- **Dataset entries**
____________________
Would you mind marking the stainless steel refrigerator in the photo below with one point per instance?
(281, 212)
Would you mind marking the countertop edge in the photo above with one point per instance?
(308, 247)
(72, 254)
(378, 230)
____________________
- **WHAT THIS TASK INVOLVES**
Output the data in full, please, exactly as written.

- **REPLY**
Would you mind marking the stainless steel refrigerator in the photo below with one point per instance?
(281, 212)
Would you mind marking the countertop edge in the photo above with one point per instance?
(308, 247)
(72, 254)
(378, 230)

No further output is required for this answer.